Extract Start Marker
Cyril, a masked boy, encounters a bulbous, bird-like creature. He stares at it briefly, then falls flat on the ground, unable to feel his face. He remains on the ground for approximately eighteen hours, then gets up, affirms “I’m good,” and runs off. Renée French does not reveal what happened during that eighteen-hour period at the beginning of Baby Bjornstrand, and the rest of the narrative is filled with similarly mysterious jumps in time. During these transitions from 10am to 1pm or “days later,” nothing much seems to have happened at all. Nothing has changed. Time is in soft focus.
French’s pencils are also characteristically soft, portraying a gray expanse with indistinct trees and hills in the distance. Cyril and his two friends wear masks; their faces are always hidden. Even the creature (whom they name Bjornstrand) wears a sheddable skin, its beak protruding through a hole. Like their surroundings, we can never really see any of the characters. One of the boys is said to have a tail, so who can say what they look like?
The characters’ dialogue gives us something to hold onto. It’s concrete, relatable, and funny. French literally colors the gray of her world with it, giving each character a distinct hue (the protagonists get primary colors while Bjornstrand gets an alien green for its hoots). The boys speak like adolescents, calling each other names, discussing bugs, butts, and farts. They talk like Beavis and Butthead, if Beavis and Butthead ever gazed into the abyss.
After that first encounter, all three boys are both frightened and intrigued by the creature. Cyril is the most fascinated; Bjornstrand regularly disappears into the sea and Cyril waits patiently for its return. When it does, he pokes it, talks to it, feeds it, and accessorizes it. Bjornstrand offers nothing in response except for an occasional cryptic hoot. It is impossible for Cyril to know what Bjornstrand thinks about him or their relationship. His friend Marcel expresses jealousy of their bond because, like that with a pet, he cannot see how much of it relies on Cyril’s imagination.
Extract End Marker
◆ **Assigned task A**
In the review of Baby Bjornstrand, what color is given to the creature's hoots?
◆ **Assigned task B**
Write the next part of the review of Baby Bjornstrand, beginning after its final sentence.
Data for review Start Marker
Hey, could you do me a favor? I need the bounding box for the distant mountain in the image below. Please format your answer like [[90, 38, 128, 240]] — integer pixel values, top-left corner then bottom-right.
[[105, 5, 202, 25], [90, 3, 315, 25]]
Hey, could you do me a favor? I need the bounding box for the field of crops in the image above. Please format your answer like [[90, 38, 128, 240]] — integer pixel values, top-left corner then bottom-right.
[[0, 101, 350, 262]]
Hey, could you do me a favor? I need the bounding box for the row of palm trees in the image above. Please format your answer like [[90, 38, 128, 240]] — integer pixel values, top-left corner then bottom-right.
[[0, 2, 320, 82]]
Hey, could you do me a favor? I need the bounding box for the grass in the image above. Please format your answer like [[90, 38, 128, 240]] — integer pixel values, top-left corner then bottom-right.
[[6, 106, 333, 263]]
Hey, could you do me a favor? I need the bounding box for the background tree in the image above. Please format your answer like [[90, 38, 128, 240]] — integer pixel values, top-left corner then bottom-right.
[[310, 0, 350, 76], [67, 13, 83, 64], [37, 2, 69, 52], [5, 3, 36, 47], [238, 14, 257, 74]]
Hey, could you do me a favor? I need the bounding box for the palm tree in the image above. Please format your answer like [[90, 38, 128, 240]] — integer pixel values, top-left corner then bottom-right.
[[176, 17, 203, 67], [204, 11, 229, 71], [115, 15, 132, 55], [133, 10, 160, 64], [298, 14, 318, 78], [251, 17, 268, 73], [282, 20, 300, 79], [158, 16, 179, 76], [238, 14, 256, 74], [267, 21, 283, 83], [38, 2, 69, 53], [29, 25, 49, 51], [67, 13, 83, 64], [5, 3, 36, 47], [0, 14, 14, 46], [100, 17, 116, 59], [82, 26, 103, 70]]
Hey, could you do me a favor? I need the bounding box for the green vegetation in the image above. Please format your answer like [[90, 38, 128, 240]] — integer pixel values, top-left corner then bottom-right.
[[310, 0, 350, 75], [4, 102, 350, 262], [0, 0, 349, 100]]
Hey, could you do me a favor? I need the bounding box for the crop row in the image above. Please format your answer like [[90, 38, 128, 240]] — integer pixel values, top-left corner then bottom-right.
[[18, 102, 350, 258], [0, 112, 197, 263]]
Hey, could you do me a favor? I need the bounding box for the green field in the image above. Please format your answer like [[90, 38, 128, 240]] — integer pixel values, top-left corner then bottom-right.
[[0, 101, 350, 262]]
Data for review End Marker
◆ **Response box A**
An alien green.

◆ **Response box B**
In fact, their bond can be best understood as an extreme version of the relationships we have with our pets. The boys even use Bjornstrand for protection against a nasty bug creature. In another story, a confrontation with the unknown might unlock repressed urges or fears in the protagonists, their reactions to it mirroring larger society’s anxieties about whatever you’d like. But French’s characters embrace this mystery, call it their own, invent stories about it, and impose bonds upon it.
As much as we believe a pet’s love is reciprocal, we are essentially entering into a relationship with another species we can never truly know. I interpret her behavior and ascribe a personality; I describe with authority what she is thinking and invent a dialogue between us. Even if our characters wouldn’t see the creature again after it plunges into the sea (they will, in French’s 30-page comic Bjornstrand), baby Bjornstrand would grow just as large in their minds. Marcel and Mickey perform a play that mythologizes their encounter, turning Bjornstrand into a fire-belching monster. One pet can have different personalities in the same household, where some feel “loved” and others “spurned.”
The images they create will become fixed within a world that is otherwise hazy and unclear, as one friend has a tail you cannot see and another has a language you cannot speak. In the end, Cyril is left with nothing but Bjornstrand’s skin, which he takes as his own. What does the “real” Bjornstrand look like? Like the inexplicable jumps in time, like the events that occur between the panels, the real Bjornstrand is unknowable. The only Bjornstrand we can know exists in the boys’ minds and in the relationships that they invent.